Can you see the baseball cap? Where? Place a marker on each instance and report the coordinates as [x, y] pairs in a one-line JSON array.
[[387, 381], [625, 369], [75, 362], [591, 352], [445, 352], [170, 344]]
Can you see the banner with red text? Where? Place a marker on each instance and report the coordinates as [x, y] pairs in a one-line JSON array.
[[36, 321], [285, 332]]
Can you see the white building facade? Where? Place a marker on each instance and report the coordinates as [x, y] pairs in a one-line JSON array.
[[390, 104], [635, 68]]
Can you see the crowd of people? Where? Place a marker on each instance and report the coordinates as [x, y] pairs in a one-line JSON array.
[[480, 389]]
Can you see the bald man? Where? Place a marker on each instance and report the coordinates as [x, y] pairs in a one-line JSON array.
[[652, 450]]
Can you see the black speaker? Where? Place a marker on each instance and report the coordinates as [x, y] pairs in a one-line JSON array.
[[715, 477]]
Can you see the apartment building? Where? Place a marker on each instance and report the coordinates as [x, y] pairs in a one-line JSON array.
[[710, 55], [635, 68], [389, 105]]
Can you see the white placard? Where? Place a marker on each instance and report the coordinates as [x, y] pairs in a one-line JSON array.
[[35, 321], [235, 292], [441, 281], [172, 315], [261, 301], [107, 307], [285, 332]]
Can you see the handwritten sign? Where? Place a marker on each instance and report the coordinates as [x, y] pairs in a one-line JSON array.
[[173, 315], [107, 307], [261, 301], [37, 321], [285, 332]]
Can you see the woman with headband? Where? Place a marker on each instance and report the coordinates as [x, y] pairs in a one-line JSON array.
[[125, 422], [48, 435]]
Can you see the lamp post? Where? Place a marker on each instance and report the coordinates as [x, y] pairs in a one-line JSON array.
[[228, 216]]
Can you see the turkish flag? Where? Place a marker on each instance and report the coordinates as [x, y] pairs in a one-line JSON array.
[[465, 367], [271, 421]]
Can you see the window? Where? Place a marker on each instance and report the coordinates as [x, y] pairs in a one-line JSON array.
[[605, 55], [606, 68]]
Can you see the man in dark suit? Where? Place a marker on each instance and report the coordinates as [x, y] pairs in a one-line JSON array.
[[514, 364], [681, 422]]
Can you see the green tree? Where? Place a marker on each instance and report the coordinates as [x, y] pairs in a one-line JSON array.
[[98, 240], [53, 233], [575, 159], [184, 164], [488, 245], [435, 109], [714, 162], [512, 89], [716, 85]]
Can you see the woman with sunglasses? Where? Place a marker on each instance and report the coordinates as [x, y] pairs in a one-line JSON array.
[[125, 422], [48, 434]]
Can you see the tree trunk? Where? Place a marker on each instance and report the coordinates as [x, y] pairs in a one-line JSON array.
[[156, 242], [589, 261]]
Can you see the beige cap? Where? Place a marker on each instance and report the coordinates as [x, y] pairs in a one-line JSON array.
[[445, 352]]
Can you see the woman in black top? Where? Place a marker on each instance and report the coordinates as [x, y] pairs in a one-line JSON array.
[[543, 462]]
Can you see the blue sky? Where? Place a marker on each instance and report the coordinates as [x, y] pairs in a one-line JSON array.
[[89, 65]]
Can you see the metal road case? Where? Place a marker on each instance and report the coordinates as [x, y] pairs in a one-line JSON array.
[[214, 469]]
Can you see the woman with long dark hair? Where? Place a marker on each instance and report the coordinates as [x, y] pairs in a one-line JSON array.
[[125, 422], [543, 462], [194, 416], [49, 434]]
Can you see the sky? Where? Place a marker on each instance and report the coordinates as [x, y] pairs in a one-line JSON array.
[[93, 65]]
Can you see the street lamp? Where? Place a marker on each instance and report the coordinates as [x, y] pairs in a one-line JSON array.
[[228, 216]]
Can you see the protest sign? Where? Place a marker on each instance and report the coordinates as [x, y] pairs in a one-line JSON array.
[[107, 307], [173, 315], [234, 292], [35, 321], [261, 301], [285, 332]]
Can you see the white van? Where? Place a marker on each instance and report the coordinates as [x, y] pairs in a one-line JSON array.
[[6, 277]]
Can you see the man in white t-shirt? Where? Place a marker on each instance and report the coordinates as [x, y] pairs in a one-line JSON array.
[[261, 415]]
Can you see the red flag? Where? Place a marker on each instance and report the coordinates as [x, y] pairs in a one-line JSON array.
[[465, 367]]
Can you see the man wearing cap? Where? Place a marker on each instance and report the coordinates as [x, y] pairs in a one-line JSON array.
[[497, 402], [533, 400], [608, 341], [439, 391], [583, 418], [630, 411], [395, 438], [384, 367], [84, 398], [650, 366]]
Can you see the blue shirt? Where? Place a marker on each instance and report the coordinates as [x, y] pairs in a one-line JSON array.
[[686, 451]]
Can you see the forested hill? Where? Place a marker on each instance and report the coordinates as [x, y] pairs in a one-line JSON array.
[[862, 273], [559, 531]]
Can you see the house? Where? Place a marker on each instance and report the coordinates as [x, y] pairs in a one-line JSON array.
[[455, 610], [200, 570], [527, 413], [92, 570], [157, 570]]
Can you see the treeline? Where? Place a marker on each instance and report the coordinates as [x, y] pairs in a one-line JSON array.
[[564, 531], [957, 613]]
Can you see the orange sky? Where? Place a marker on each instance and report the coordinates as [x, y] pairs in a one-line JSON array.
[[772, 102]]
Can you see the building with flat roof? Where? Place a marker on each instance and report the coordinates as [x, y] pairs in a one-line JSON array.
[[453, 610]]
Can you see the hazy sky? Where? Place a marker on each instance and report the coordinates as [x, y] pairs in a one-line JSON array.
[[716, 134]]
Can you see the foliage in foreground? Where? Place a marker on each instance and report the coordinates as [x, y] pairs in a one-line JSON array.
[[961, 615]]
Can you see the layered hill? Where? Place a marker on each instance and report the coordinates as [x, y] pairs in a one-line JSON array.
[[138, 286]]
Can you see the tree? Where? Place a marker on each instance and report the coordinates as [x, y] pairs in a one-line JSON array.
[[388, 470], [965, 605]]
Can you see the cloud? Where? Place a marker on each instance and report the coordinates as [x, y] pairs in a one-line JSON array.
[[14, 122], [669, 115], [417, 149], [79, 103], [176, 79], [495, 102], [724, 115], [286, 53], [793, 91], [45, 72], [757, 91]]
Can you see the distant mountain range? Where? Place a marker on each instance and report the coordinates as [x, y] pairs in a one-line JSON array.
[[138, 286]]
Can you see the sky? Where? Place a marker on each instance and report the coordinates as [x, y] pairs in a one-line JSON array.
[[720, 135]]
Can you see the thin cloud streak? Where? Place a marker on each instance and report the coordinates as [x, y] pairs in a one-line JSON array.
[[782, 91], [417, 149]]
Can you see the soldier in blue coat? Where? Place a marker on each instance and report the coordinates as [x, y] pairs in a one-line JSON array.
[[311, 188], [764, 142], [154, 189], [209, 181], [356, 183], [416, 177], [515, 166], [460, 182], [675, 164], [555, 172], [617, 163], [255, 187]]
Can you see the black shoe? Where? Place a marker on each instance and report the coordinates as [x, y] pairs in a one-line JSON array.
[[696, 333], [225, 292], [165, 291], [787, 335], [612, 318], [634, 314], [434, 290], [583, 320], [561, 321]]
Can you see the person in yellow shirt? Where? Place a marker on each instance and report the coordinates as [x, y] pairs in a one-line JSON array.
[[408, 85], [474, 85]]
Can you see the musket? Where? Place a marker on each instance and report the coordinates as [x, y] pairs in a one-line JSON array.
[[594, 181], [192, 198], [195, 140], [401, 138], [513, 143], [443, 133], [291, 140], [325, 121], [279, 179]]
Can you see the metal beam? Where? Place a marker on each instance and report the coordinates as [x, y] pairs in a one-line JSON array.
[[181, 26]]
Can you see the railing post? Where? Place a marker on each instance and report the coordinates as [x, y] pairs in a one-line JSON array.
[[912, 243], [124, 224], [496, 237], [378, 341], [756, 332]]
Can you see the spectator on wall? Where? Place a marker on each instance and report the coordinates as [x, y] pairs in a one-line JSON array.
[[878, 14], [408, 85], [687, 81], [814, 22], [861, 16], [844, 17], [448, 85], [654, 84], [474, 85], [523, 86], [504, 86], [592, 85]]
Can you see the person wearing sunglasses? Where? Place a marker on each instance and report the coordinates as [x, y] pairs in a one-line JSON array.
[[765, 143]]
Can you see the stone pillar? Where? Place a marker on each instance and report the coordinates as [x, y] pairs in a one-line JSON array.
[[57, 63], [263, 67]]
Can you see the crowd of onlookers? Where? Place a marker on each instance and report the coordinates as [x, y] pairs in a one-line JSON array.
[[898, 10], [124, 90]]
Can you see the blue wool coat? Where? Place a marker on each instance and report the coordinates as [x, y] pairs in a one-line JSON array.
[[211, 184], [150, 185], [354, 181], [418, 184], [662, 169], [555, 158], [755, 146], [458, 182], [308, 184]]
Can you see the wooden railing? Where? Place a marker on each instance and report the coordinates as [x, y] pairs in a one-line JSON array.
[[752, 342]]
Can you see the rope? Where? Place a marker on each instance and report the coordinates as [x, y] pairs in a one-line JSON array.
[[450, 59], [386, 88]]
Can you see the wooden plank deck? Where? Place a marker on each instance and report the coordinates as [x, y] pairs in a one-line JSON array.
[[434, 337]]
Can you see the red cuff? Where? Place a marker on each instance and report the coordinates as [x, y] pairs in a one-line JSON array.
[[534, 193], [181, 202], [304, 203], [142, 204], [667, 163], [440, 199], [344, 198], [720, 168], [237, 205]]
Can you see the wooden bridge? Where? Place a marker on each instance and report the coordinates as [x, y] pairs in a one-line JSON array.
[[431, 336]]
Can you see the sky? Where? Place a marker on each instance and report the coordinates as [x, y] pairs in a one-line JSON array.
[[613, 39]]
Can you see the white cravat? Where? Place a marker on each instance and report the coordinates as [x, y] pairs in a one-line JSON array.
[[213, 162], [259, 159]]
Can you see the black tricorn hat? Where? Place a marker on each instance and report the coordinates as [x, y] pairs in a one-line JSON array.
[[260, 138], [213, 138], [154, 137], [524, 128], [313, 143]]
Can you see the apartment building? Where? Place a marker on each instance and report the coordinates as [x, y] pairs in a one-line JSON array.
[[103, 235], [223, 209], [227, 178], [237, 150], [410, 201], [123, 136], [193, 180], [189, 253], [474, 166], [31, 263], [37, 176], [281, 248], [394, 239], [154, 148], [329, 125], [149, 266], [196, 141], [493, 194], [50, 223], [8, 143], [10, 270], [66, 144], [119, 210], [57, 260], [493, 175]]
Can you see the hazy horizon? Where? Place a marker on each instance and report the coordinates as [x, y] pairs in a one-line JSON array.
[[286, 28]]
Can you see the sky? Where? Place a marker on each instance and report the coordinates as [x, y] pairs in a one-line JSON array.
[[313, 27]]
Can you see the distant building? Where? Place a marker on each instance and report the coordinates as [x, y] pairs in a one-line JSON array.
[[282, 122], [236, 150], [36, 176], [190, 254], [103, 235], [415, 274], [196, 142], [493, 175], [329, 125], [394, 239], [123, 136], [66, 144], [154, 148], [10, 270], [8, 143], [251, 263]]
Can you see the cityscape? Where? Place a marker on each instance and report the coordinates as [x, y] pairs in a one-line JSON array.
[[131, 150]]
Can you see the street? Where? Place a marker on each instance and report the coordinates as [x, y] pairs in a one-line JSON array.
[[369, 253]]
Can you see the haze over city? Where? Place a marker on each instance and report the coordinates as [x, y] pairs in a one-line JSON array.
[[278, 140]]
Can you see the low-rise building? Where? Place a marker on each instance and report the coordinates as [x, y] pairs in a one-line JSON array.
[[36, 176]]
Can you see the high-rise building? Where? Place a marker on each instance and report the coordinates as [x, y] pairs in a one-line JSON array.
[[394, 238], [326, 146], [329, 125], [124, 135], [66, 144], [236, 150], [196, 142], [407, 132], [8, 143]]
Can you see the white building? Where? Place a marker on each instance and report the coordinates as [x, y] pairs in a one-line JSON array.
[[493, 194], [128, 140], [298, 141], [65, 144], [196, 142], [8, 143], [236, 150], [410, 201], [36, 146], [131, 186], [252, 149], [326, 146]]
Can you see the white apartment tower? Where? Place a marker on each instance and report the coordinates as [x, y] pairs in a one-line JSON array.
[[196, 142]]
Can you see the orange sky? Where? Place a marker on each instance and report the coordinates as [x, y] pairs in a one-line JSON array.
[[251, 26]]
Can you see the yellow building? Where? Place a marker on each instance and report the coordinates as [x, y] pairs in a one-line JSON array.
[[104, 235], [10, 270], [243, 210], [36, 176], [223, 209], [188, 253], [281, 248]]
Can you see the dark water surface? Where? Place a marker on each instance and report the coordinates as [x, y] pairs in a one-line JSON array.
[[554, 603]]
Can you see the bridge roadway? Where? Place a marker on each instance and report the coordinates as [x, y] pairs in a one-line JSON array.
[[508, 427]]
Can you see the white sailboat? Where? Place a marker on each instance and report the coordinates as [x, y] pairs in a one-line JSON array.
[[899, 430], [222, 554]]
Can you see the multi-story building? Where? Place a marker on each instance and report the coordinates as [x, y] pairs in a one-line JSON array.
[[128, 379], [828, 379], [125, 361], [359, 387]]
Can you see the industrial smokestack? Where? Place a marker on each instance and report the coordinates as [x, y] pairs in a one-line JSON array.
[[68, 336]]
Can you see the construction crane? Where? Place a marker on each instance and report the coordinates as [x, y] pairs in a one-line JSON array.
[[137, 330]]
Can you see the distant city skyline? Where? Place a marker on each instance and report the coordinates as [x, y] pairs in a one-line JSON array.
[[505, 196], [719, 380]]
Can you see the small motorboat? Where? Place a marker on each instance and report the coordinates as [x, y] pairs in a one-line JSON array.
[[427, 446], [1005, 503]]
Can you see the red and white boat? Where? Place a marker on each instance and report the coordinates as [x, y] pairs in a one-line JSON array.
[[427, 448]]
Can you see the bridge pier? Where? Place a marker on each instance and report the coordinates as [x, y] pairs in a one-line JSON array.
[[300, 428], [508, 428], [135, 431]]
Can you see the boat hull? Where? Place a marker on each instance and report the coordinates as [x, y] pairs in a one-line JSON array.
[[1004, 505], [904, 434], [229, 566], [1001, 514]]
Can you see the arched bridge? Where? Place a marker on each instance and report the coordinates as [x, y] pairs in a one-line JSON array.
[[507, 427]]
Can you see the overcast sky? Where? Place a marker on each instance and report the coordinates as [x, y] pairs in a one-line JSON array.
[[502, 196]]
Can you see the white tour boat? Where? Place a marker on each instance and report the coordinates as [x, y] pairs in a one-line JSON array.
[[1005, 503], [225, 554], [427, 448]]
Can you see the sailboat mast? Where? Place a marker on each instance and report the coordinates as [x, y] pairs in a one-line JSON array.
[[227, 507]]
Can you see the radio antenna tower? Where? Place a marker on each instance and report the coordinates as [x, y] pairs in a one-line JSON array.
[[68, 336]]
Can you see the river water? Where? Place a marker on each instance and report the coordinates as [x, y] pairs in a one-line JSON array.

(Requirement)
Give back the lines above exactly, from the one with "Can you see the sailboat" through the last line.

(Task result)
Can you see the sailboat mast? Where? Place a marker on each instance and report the coordinates as [x, y] pairs in a one-line JSON array.
[[227, 507]]
Can you see the radio antenna tower? Where? Place a marker on each instance and report the coordinates as [x, y] pairs in a one-line JSON array.
[[68, 336]]
Can you see the river water? Where? Place a marker on each instance and report the coordinates as [x, y] pairs in a one-line JSON array.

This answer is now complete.